**What you are asked to do**
Reproduce everything from the line containing "The function MUST return, for every instance of the brick" down to the line containing "[[228, 197]]", swapping "water tower" for "storage tank" and keeping all else the same.

**Task data**

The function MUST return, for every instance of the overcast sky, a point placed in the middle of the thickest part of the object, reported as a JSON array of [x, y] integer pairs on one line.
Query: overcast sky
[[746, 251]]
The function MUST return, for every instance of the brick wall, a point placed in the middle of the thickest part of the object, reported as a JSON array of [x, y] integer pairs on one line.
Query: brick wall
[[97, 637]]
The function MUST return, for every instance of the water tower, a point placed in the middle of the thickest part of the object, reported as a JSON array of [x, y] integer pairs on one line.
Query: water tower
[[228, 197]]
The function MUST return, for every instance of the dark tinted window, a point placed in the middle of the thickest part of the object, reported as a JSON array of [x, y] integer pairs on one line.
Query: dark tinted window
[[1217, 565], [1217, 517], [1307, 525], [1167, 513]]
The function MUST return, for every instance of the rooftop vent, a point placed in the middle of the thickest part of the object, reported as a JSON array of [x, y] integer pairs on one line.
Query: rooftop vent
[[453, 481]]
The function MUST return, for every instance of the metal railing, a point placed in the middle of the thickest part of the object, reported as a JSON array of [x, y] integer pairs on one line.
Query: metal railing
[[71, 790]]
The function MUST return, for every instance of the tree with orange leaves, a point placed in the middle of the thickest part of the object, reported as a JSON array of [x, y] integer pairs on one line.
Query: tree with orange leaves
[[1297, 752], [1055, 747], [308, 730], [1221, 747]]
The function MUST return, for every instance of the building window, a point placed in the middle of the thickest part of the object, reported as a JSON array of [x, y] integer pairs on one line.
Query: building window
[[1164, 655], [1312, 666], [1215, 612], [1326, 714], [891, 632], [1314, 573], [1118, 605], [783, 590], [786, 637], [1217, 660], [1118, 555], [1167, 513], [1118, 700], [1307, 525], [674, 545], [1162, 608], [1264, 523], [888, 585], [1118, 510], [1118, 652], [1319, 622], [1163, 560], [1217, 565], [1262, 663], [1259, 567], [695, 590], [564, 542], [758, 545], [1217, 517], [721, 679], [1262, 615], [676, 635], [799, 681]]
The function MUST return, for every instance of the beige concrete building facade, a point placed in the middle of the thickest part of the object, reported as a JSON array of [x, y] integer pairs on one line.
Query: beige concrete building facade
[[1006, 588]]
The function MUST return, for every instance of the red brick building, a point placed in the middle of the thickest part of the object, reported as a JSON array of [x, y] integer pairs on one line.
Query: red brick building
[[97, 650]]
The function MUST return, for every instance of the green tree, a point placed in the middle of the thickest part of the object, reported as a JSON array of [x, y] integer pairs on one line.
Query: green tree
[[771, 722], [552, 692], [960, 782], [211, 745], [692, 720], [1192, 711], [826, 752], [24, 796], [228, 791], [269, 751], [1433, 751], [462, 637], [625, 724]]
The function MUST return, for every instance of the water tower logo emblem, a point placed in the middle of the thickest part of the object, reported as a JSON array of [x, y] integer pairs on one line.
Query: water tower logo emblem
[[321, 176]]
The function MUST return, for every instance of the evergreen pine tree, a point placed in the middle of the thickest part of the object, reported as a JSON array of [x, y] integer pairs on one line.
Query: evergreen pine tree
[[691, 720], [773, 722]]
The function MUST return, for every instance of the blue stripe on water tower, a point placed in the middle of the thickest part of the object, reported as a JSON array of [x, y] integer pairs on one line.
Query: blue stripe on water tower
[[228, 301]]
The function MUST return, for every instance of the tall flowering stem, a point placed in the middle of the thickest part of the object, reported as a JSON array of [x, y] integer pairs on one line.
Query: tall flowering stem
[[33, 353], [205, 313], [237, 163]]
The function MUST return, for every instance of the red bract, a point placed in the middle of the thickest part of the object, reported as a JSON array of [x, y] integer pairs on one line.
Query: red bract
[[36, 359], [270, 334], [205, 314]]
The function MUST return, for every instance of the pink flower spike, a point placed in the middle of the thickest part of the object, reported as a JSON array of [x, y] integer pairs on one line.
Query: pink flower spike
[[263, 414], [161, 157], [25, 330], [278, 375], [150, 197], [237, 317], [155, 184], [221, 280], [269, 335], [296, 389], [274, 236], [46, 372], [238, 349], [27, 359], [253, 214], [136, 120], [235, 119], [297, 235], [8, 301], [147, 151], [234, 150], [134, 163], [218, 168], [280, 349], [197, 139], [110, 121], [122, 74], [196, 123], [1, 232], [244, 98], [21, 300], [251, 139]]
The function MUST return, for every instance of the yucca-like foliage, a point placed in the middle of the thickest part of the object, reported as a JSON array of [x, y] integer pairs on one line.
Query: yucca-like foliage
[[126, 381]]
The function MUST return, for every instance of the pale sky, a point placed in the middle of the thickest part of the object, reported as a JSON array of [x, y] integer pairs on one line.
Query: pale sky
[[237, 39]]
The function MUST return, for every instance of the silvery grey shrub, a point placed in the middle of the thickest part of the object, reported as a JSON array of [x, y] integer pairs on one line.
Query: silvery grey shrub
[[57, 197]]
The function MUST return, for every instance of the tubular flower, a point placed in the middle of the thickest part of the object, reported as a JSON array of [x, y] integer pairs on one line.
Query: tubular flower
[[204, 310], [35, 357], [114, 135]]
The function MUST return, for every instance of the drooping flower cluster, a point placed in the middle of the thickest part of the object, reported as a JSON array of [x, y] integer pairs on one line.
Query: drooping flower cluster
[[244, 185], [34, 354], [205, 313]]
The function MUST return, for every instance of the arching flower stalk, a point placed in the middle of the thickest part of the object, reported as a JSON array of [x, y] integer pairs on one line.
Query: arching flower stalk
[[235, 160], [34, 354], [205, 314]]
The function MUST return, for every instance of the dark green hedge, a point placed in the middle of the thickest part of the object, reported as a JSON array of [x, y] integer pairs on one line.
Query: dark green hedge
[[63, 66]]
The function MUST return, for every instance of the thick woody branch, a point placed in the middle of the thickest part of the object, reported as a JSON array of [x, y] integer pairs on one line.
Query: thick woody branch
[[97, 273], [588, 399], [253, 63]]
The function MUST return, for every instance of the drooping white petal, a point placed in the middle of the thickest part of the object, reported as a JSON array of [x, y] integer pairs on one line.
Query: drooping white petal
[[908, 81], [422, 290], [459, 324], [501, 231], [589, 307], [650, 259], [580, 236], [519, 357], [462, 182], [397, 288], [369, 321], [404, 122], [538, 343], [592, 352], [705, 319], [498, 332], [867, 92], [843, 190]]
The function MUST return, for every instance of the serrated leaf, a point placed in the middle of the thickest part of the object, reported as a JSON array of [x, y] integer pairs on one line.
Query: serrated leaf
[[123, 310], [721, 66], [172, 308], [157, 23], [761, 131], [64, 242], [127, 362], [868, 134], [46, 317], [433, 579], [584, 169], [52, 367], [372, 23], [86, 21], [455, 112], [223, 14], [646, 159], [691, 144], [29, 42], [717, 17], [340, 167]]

**Written answer**
The function MUST return, for every instance of the brick wall, a point placed in the middle of the thickest part of the object, reported as a JSON array of [x, y] integer pairs on one line.
Query: brick wall
[[97, 637]]
The function MUST return, for every instance of the storage tank, a point placed in the middle of the thickest part of the object, reported as a JSON array of [x, y] integer pairs on one line.
Query: storage tank
[[228, 197]]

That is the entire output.